─── 抜粋した文章 ───

富山地区担当の原田です。
長編になってしまった「炭焼き修行はじめたよ」シリーズの第1段もこれが最終編です。
前編 と 中編 はこちらから~
ステップ6
~窯を蒸す~
空気を遮断して蒸すタイミングを左右するもの
1.窯の構造
窯の大きさ、空気の流入量によって・・・
なので、窯の持ち主がその炭焼きの師匠
2.原木の乾き具合
生木(切ってすぐ)と乾いた木で
炭化のスピードは違います。
伐採からの時間、割ってからの時間・・・
師匠曰く、
乾いた木は諦める覚悟で、全部が炭化したタイミングを見計らうべし
3.原木の種類
樹木の種類によってつまり具合も違います。
例えば、
ヒノキなどの針葉樹はスカスカなので、炭化が早い
竹は高温になりやすく窯の中の温度を上げやすい
4.原木のくべ方
隙間なくくべている場合、
隙間だらけの場合、
窯内の空気の量が全然違うので影響します。
くべる時の熟練度が問われます
5.窯の温度
窯の温度は蒸すタイミングより
点火までのタイミングを左右します。
と、色々な要因がありますが、
師匠は長年の経験から、自分が蒸し作業のしやすい時間帯
になるように見計らいます。
最終的には煙の様子や煙突の内側の色、窯の表面の温度でジャッジ!
今回は焚き付けに手間取ってしまい、
蒸すタイミングが朝5時半になってしまいました。
夜11時頃から何度か様子を見に来て、
師匠に聞いた見極めをやってみて
結局、うたた寝しているところを
野菜の収穫を始めたばあから電話で起こされ
炭窯にすっ飛んで行きました。

─── 作業用の記録 ───

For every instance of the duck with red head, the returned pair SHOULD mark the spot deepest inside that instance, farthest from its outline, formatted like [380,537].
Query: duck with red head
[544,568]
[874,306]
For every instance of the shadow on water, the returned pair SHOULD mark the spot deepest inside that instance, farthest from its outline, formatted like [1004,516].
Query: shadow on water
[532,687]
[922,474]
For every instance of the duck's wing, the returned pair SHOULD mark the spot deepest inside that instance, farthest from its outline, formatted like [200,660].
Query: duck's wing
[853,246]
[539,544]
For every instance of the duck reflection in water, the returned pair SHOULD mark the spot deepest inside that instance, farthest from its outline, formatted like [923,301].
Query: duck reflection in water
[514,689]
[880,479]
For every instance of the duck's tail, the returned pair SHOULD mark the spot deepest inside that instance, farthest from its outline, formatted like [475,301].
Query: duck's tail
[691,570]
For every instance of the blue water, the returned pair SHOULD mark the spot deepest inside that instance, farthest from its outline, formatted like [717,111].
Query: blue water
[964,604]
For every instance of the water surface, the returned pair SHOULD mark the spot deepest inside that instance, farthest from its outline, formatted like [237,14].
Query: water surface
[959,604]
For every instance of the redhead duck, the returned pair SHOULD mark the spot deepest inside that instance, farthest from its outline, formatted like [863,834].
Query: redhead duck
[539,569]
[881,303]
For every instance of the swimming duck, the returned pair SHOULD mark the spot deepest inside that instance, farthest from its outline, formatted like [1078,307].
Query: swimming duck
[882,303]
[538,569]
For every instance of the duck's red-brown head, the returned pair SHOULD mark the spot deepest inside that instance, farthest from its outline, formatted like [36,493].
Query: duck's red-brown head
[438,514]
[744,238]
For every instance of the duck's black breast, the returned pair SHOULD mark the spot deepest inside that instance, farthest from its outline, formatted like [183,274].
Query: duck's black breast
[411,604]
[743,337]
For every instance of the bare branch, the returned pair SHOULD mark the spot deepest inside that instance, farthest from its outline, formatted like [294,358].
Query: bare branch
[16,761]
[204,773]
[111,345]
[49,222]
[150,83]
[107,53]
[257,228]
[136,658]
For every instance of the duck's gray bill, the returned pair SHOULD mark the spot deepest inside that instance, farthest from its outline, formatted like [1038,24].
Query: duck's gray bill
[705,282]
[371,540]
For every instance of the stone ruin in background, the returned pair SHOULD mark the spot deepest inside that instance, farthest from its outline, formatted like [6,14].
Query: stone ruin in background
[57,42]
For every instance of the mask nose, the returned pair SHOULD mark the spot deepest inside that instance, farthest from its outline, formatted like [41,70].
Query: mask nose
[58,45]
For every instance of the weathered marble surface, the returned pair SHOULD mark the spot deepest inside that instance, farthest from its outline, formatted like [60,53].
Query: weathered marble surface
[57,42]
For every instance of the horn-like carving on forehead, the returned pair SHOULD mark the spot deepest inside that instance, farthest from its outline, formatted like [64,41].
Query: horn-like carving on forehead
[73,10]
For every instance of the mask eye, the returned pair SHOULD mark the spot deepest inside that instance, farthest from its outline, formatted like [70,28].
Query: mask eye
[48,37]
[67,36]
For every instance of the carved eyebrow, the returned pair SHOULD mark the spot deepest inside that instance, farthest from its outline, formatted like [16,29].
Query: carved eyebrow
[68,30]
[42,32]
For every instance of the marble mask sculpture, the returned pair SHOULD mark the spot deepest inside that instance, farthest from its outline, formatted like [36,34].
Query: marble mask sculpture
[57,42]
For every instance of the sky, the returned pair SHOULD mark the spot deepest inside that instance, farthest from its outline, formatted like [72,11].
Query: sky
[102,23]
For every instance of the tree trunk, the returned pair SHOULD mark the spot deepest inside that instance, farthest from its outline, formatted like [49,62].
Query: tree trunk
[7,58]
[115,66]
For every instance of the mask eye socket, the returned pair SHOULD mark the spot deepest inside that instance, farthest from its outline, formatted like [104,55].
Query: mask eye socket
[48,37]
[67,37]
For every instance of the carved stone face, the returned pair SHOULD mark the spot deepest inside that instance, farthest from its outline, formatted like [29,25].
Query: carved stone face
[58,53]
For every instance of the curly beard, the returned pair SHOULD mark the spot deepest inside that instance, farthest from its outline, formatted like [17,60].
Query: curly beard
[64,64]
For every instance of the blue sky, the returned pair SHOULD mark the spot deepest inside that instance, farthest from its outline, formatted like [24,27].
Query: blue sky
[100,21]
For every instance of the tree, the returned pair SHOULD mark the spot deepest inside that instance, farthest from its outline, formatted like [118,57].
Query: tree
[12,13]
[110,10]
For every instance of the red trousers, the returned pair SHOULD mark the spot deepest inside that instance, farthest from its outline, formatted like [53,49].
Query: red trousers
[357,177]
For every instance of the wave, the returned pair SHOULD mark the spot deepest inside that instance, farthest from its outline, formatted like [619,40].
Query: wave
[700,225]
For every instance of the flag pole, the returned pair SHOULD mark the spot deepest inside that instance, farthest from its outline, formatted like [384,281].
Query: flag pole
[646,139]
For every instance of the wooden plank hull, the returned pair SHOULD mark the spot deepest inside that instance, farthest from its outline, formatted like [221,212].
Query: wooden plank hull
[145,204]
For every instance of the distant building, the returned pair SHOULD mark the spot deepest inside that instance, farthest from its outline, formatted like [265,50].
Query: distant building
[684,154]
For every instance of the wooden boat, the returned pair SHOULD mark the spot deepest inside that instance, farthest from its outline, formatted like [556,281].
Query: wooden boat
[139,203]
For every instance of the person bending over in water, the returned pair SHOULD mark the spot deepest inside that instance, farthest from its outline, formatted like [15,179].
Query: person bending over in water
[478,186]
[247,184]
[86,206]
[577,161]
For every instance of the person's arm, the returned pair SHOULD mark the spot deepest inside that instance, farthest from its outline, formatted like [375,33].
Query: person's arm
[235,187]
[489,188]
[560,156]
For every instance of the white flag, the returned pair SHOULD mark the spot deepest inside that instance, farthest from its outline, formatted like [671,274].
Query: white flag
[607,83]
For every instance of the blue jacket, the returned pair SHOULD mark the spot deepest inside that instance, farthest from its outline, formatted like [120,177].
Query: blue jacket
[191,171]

───

§ **作業一覧**:
1 - 記録のうち、文字列「blue」を含む行の数を答えること。大文字と小文字は区別し、数字だけを書く。
2 - 炭焼き修行の文章を、最後の文の後から書き継ぐこと。

§ **解答一覧**:
1 - 6

2 -
煙の違いは一目瞭然、でもタイミングの見極めは難しい。
青白く、煙越しに向こうが見えるくらい
この頃には煙を蒸留して集めていた木酢液も出なくなっていました。
これは着火直後の水蒸気
窯口と同様に焚口をふさぎます。
状況としてはこの段階
焚口近くの原木はどうしても燃えて灰に・・。
なので点火しやすく、なくなってもいいような
細い木をくべておきます。
ステップ7
~炭出し~
窯を開けました!
手前は燃えて灰になり、
炭化で収縮した分、隙間ができ、
奥へ倒れ掛かってます。
先端も多少燃えてます。
全部出してこの量!
軽トラ3杯分の原木がだいぶ少なくなりました。
地面についている部分は根燃えといって、
炭化が不十分なことも。
この赤茶色がその証拠
ステップ8
~炭切り~
昔ながらの手ノコで裁断作業
1人でやったら1日以上かかりました。
炭の粉が出るので鼻の中まで真っ黒!
今回の収穫物
炭 およそ120㎏
木酢液 6リットル
作業をしながら、師匠が若いころの炭焼き文化について教えてくれました。
前編では、車のない時代、川下りでの炭の運送を紹介しました。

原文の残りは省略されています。